Dorf ist nicht gleich Dorf
Manuel Slupina forscht am Berlin-Institut für Bevölkerung und Entwicklung. Wanderungsbewegungen vom ländlichen Raum in die Stadt seien nichts Neues, sagt der Wissenschaftler. Aber früher sei die Zahl der Kinder in Familien so groß gewesen, dass das Dorf den Verlust gut verkraftet habe. Heute sind die Familien auf dem Land ähnlich klein wie in den Städten. In den ländlichen Regionen leben immer weniger und immer ältere Leute. Besonders trifft es ländliche Regionen in Sachsen-Anhalt und Thüringen, Mecklenburg-Vorpommern, die Ränder von Brandenburg, den Norden von Bayern, die Südwestpfalz und Nordhessen, zählt er auf.

····················

Aufgabe:
Beantworte zum Lesetext über das Dorf diese Fragen:
1. An welchem Institut forscht Manuel Slupina?
2. Wie groß sind die Familien auf dem Land heute im Vergleich zu denen in den Städten?
3. Welche Region in Hessen wird als besonders betroffen genannt?
Das anschließende Material stammt aus einer anderen Quelle.

····················

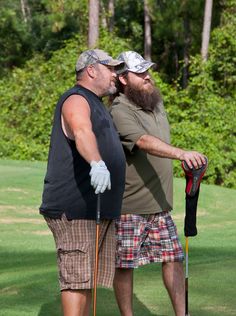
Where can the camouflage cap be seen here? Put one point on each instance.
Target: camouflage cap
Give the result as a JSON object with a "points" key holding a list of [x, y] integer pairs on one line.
{"points": [[93, 56], [134, 62]]}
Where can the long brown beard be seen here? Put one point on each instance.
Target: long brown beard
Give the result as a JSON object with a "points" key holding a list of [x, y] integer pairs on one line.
{"points": [[148, 100]]}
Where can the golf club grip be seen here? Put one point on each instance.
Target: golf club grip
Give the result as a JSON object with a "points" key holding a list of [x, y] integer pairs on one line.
{"points": [[190, 221]]}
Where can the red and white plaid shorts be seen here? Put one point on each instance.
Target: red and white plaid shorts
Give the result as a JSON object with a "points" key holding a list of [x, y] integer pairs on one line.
{"points": [[144, 239]]}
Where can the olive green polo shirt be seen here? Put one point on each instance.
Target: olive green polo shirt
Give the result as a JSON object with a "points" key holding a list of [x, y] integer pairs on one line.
{"points": [[149, 179]]}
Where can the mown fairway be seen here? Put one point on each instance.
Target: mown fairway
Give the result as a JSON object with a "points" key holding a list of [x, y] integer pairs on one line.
{"points": [[28, 275]]}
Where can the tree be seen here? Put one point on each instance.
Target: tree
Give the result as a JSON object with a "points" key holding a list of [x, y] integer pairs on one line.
{"points": [[206, 29], [93, 23], [147, 31], [25, 9]]}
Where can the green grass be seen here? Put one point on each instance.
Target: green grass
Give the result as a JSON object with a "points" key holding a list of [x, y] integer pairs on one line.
{"points": [[28, 275]]}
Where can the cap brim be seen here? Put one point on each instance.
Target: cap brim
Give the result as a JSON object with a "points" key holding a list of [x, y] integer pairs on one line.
{"points": [[112, 62], [141, 67]]}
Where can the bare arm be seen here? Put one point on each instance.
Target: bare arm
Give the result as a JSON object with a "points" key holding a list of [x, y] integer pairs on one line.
{"points": [[157, 147], [77, 126]]}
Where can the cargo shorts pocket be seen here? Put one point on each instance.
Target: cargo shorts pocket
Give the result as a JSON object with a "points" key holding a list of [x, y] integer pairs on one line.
{"points": [[74, 263]]}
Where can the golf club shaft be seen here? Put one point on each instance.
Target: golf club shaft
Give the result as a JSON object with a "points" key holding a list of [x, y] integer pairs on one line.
{"points": [[186, 276], [96, 256], [95, 272]]}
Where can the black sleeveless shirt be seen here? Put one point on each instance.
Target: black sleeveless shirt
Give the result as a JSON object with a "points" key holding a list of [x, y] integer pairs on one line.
{"points": [[67, 187]]}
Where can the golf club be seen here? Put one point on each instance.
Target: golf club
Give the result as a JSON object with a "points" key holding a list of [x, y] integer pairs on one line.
{"points": [[96, 255], [193, 179]]}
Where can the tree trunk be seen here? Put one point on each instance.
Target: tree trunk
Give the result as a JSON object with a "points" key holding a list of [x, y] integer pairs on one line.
{"points": [[93, 23], [206, 29], [147, 32], [25, 9]]}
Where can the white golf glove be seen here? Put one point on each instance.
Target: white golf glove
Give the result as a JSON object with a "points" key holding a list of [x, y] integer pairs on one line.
{"points": [[100, 176]]}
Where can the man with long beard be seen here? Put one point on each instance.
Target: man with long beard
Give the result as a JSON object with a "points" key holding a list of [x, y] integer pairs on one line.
{"points": [[146, 232]]}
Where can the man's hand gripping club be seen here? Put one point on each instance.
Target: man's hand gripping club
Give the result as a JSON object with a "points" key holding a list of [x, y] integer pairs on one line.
{"points": [[100, 176]]}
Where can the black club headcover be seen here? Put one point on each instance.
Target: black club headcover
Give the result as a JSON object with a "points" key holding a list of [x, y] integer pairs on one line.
{"points": [[193, 179]]}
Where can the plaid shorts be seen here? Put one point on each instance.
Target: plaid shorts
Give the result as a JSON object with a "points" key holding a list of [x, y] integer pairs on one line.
{"points": [[144, 239], [75, 244]]}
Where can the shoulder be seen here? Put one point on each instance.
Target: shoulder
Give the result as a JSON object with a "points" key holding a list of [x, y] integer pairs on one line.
{"points": [[75, 103]]}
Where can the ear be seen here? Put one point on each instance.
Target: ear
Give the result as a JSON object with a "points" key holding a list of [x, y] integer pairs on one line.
{"points": [[91, 71], [123, 79]]}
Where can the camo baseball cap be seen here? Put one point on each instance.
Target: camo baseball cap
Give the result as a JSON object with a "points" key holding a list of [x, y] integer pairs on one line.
{"points": [[93, 56], [134, 62]]}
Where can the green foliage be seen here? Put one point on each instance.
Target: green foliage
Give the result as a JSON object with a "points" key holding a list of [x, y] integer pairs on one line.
{"points": [[28, 97], [202, 116]]}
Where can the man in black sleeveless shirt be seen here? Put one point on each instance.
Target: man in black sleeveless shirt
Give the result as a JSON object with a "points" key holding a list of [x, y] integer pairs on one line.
{"points": [[85, 158]]}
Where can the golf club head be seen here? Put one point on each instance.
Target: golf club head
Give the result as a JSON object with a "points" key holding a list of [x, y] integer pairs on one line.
{"points": [[194, 177]]}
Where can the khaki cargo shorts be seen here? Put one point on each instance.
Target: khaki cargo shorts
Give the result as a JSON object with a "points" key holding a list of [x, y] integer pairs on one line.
{"points": [[75, 244]]}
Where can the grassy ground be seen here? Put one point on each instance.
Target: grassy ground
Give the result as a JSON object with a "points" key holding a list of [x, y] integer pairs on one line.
{"points": [[28, 275]]}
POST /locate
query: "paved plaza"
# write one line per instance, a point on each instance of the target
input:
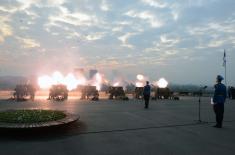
(125, 127)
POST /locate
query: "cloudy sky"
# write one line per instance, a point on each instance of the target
(182, 40)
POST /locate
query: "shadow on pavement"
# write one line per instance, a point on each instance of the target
(43, 134)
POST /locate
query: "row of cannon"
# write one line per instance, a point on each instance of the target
(60, 92)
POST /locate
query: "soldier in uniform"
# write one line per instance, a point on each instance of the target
(219, 99)
(146, 93)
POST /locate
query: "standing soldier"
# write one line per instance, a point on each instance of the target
(146, 93)
(219, 99)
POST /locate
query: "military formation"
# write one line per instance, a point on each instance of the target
(24, 92)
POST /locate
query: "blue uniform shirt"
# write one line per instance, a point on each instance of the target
(220, 94)
(147, 90)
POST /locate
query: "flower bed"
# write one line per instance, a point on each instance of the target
(30, 116)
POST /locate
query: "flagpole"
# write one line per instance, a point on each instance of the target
(225, 68)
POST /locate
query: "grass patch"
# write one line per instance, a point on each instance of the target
(30, 116)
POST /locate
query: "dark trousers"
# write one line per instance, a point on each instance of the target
(146, 100)
(219, 113)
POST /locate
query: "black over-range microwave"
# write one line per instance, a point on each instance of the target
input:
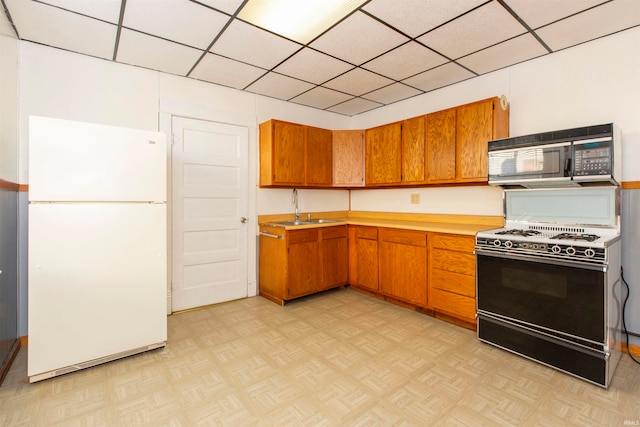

····················

Lösung:
1. Am Berlin-Institut für Bevölkerung und Entwicklung.
2. Sie sind ähnlich klein wie in den Städten.
3. Nordhessen.